## What you will do
#1 Repeat the stretch of the senior loans interview from "CEFA: Welcome to" through "you very much." word for word.
#2 Pick out each row that contains the word "pizza", and copy those rows in full.

CEFA: Welcome to CEF Insights, your source for closed-end fund information and education brought to you by the Closed-End Fund Association. My name is Diane Merritt. Today we are joined by Brian Good, Senior Managing Director and Co-head of Tradable Credit at THL Credit. We're happy to have you.
Brian Good: Thank you very much.
CEFA: Brian, can you please give us an explanation of the key characteristics of senior loans and the benefits and risks they present to investors?
Brian Good: Sure, my pleasure. Senior loans are debt instruments typically issued by non-investment grade corporate companies. They're known as senior loans because they sit at the top of the borrower's capital structure, and therefore, have a payment priority in the event of default. But not only are they senior, but they are typically also secured, as well. Senior loans are typically secured by the borrower's assets, such as cash, receivables, inventory, property, and equipment. Finally, senior loans are typically structured as floating rate loans, meaning that the interest paid will move with interest rate fluctuations.

## Raw records
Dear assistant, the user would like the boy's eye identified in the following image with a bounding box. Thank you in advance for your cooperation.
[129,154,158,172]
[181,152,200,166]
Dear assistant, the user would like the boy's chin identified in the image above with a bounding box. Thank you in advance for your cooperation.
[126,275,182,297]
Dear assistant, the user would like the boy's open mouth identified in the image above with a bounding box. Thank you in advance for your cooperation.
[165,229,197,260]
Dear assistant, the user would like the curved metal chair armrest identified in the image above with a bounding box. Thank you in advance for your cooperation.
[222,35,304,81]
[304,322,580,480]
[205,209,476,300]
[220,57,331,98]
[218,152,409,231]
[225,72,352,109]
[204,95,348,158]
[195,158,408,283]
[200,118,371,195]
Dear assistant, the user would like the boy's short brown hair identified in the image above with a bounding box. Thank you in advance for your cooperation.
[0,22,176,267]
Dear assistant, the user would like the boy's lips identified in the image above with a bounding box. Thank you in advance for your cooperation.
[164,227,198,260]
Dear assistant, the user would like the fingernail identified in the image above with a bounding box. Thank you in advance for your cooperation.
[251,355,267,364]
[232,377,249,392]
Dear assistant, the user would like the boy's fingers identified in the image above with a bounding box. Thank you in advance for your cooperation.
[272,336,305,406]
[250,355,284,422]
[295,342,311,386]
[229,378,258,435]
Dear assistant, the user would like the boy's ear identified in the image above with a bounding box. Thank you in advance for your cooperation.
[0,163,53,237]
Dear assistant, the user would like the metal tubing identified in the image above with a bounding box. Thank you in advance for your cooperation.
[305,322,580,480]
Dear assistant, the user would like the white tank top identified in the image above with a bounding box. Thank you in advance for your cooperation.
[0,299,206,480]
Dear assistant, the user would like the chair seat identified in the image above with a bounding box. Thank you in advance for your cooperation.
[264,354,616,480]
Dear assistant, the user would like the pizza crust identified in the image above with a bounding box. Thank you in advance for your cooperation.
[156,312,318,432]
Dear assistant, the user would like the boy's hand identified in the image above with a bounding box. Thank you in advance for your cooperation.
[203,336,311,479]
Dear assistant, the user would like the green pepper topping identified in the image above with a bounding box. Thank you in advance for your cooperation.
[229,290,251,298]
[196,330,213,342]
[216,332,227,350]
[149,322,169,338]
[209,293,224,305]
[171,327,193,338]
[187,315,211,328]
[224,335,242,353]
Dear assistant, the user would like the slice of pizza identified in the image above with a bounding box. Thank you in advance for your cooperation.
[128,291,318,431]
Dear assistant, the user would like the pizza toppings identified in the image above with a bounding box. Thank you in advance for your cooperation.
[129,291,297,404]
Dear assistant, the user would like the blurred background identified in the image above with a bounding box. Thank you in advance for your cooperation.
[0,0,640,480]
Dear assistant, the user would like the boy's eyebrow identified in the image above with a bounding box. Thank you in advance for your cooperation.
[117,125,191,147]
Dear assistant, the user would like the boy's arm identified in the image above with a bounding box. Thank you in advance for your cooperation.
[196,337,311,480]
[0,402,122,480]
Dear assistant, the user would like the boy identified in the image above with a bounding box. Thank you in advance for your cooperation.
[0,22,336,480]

## Per-task answers
#1
CEFA: Welcome to CEF Insights, your source for closed-end fund information and education brought to you by the Closed-End Fund Association. My name is Diane Merritt. Today we are joined by Brian Good, Senior Managing Director and Co-head of Tradable Credit at THL Credit. We're happy to have you.
Brian Good: Thank you very much.

#2
Dear assistant, the user would like the pizza crust identified in the image above with a bounding box. Thank you in advance for your cooperation.
Dear assistant, the user would like the slice of pizza identified in the image above with a bounding box. Thank you in advance for your cooperation.
Dear assistant, the user would like the pizza toppings identified in the image above with a bounding box. Thank you in advance for your cooperation.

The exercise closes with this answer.